▶ **Instructions for the task**: A faithful copy of the entries is required, with no images in it.

------------------------------

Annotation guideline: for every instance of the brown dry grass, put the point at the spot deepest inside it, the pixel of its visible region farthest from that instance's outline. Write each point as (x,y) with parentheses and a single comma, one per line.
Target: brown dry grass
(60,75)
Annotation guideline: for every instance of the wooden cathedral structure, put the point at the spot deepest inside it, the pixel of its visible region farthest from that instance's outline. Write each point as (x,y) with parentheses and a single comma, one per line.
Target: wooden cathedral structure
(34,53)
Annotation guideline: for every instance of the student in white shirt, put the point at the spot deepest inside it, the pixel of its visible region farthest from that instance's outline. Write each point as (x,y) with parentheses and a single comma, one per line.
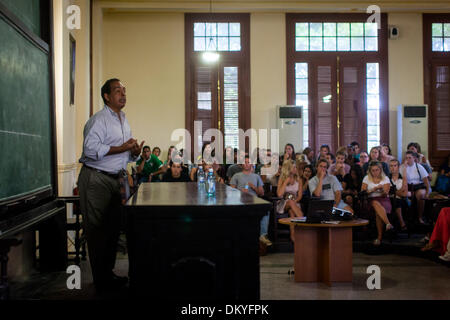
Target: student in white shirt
(377,186)
(418,183)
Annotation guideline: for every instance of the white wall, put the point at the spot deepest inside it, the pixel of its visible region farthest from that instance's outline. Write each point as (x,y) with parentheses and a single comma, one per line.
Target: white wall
(405,67)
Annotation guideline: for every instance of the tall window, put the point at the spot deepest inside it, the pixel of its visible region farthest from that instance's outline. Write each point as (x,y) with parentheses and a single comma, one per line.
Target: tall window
(436,53)
(217,93)
(337,72)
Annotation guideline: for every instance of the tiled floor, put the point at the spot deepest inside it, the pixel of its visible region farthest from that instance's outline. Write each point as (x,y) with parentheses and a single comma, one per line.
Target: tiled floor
(402,277)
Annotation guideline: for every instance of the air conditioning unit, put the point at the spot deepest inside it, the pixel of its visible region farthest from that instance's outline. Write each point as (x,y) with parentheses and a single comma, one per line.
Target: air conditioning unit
(412,126)
(290,126)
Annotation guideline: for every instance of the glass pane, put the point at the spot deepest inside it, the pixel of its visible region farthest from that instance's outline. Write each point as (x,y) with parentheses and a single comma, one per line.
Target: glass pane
(211,29)
(203,96)
(373,102)
(223,44)
(301,86)
(447,29)
(329,29)
(329,44)
(316,44)
(199,44)
(357,29)
(372,86)
(223,29)
(446,44)
(437,44)
(211,44)
(301,29)
(315,29)
(301,44)
(371,29)
(371,44)
(230,74)
(372,117)
(301,70)
(235,29)
(230,91)
(199,29)
(343,29)
(372,71)
(343,44)
(357,43)
(235,44)
(204,105)
(436,29)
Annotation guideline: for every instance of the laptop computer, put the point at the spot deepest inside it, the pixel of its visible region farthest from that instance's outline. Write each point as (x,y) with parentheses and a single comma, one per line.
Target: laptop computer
(319,210)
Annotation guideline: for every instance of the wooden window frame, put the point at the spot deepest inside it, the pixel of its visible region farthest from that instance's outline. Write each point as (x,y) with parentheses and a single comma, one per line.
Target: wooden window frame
(380,56)
(436,158)
(243,57)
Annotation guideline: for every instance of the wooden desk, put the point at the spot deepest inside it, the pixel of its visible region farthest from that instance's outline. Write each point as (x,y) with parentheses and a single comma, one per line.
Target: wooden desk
(323,252)
(182,244)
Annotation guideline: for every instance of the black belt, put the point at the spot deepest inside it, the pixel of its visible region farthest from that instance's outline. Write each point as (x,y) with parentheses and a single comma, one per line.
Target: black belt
(112,175)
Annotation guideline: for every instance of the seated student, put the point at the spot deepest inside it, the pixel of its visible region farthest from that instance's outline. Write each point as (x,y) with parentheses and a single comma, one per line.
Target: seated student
(148,166)
(351,184)
(250,182)
(327,187)
(289,153)
(415,147)
(374,155)
(309,153)
(323,151)
(330,158)
(385,153)
(363,159)
(340,168)
(443,179)
(235,168)
(172,150)
(308,171)
(377,186)
(156,151)
(356,150)
(176,172)
(399,190)
(418,183)
(290,189)
(439,240)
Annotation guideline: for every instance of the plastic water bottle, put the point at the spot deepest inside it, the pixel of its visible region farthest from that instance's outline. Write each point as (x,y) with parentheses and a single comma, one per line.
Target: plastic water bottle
(211,184)
(200,176)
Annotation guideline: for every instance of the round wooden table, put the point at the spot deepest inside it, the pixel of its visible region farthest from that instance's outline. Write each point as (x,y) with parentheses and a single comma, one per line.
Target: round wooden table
(323,252)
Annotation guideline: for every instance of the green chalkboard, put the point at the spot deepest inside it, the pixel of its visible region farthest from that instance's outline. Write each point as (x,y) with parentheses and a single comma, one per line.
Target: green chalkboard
(28,11)
(25,120)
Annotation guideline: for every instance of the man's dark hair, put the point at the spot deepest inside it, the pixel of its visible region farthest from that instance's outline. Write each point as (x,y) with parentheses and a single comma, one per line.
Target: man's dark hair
(415,155)
(106,88)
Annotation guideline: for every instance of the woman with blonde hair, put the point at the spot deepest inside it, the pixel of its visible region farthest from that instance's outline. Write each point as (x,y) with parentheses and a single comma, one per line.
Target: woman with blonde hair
(291,190)
(377,186)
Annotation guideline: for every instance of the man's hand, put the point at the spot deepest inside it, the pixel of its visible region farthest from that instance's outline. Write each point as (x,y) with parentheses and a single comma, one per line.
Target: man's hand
(129,145)
(136,148)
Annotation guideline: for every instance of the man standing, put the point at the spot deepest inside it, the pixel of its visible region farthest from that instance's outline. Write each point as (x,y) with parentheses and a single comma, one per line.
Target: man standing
(250,182)
(107,148)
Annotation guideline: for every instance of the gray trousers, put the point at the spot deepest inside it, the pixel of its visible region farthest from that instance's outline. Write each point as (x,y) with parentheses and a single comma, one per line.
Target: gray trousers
(100,204)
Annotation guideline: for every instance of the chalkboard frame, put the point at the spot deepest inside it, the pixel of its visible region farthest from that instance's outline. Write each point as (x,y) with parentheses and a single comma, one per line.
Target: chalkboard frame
(32,200)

------------------------------

▶ **Output of the exercise**:
Annotation guideline: for every instance of the brown dry grass, put the point at the spot deepest inside it, the pixel of its visible region farthest from that instance's outline. Write each point as (x,y) with parentheses and a single comma, one per line.
Target: brown dry grass
(60,75)
Annotation guideline: for every instance of the wooden cathedral structure, put the point at the spot deepest inside it, the pixel of its visible region farthest from that instance's outline. Write each point as (x,y) with parentheses and a single comma, one per line.
Target: wooden cathedral structure
(34,53)
Annotation guideline: for every instance of the student in white shirt, put the point at the spot deepest inside it, the pixel of its visible region farthest from that instance's outline. Write each point as (x,y) with parentheses and a single comma, one per line.
Target: student in white shirt
(377,186)
(418,183)
Annotation guideline: for every instance of the white wall, put the point at the spot deepest inside it, the pixel of its visible region farthest from that instance's outline. Write each point as (x,y) with parentheses and a single comma, one per line.
Target: white wall
(405,67)
Annotation guideline: for every instance of the tall window, put the point at the spot deepest inside it, the pixel of its visible region farthest from that instance's outline. Write each point as (x,y) with parentheses and a single comma, one per line.
Target: tall window
(436,53)
(217,93)
(337,72)
Annotation guideline: for every instance of the tiled floor, put the point at the spot deepest inside it, the pixel of its visible region farthest from that instance's outline. Write each point as (x,y) with parentheses and a single comma, one per line.
Target: tiled floor
(402,277)
Annotation guideline: for every instance of the air conditioning unit, put the point at the spot deepest inside it, the pixel of its visible region farthest from that instance's outline. Write each point as (x,y) with parentheses and a single comma, one per line.
Target: air conditioning unit
(412,126)
(290,126)
Annotation guideline: for every instance of the glass pane, put the point at the spot deepest inside it, the pixel of its visible region farthest from that instance's outline. Write each point as (x,y) with parentheses and a single comma, one per line.
Target: glass pane
(211,29)
(203,96)
(373,102)
(223,44)
(301,86)
(447,29)
(329,29)
(329,44)
(316,44)
(199,44)
(357,29)
(372,86)
(223,29)
(446,44)
(437,44)
(211,44)
(301,29)
(315,29)
(301,44)
(371,29)
(371,44)
(230,74)
(372,117)
(301,70)
(235,29)
(230,91)
(199,29)
(343,29)
(372,71)
(343,44)
(357,43)
(235,44)
(204,105)
(436,29)
Annotation guideline: for every instance of the laptop computer, put the point at the spot deepest inside it, the pixel of its visible region farthest from that instance's outline. Write each point as (x,y) with parentheses and a single comma, one per line.
Target: laptop computer
(319,210)
Annotation guideline: for every instance of the wooden window frame, put the point at the spot deepest inside it, the pixel of its visible region farthest from that instance's outline. Write each point as (x,y) with parentheses and a single comma, one per line.
Target: wooden window frame
(380,56)
(436,158)
(243,57)
Annotation guideline: for every instance of the wooden desk, put the point at the spot deepest inside it, the pixel of its visible region farthest from that instance's outline. Write each point as (x,y) with parentheses and a single comma, one per line.
Target: wooden desk
(323,252)
(182,244)
Annotation guideline: for every instance of the black belt, put the point at the spot deepest inside it, the pixel of its visible region farthest from that instance's outline. Write each point as (x,y) with parentheses and a single comma, one per line.
Target: black belt
(112,175)
Annotation guideline: for every instance of the seated student, put the point at the spot deepest inside it, the pixel of its visible region farthest from that instance's outline. Write each point as (x,y) with parentheses and a single comma, one per line.
Target: seated student
(148,166)
(351,184)
(250,182)
(327,187)
(289,153)
(415,147)
(374,155)
(309,153)
(323,151)
(330,158)
(385,153)
(363,159)
(340,168)
(443,179)
(235,168)
(172,150)
(308,171)
(377,186)
(156,151)
(356,150)
(176,172)
(399,190)
(418,183)
(290,189)
(439,240)
Annotation guideline: for every instance of the plastic water bottle, put the point at the spot deepest inside it, the pixel of its visible region farthest from that instance's outline. Write each point as (x,y) with parentheses and a single comma, one per line.
Target: plastic water bottle
(211,184)
(200,176)
Annotation guideline: for every instance of the round wooden table, put the point at the spot deepest inside it, the pixel of its visible region farthest from that instance's outline. Write each point as (x,y) with parentheses and a single comma, one per line.
Target: round wooden table
(323,252)
Annotation guideline: for every instance of the green chalkboard, put the point at the spot deepest inside it, the pixel of its visible region farthest from that instance's outline. Write each point as (x,y) with parentheses and a single comma, one per line.
Target: green chalkboard
(28,11)
(25,120)
Annotation guideline: for every instance of the man's dark hair, put the point at the spot deepest inside it, the pixel of its visible region farthest from that instance's outline. Write each point as (x,y) with parentheses and a single comma, one per line.
Target: man's dark hair
(415,155)
(106,88)
Annotation guideline: for every instance of the woman with blonde hair, put the point at the spot deepest inside it, the pixel of its visible region farthest from that instance's outline. Write each point as (x,y) with parentheses and a single comma, one per line.
Target: woman with blonde hair
(291,190)
(377,186)
Annotation guideline: for every instance of the man's hand, put the point at the spot deepest inside it, the pixel of its visible region farthest from that instance's outline. Write each point as (x,y) with parentheses and a single comma, one per line.
Target: man's hand
(129,145)
(136,148)
Annotation guideline: for every instance of the man standing, put the point at the spot deepest inside it, the pixel of its visible region farthest from that instance's outline. Write each point as (x,y) with parentheses and a single comma, one per line.
Target: man standing
(250,182)
(107,148)
Annotation guideline: for every instance of the gray trousers, put the point at the spot deepest inside it, the pixel of its visible region farthest from that instance's outline. Write each point as (x,y) with parentheses and a single comma, one per line.
Target: gray trousers
(100,204)
Annotation guideline: for every instance of the chalkboard frame, put the point at the spot deepest inside it, the pixel of its visible region farthest from that instance's outline. Write each point as (x,y) with parentheses and a single comma, one per line.
Target: chalkboard frame
(32,200)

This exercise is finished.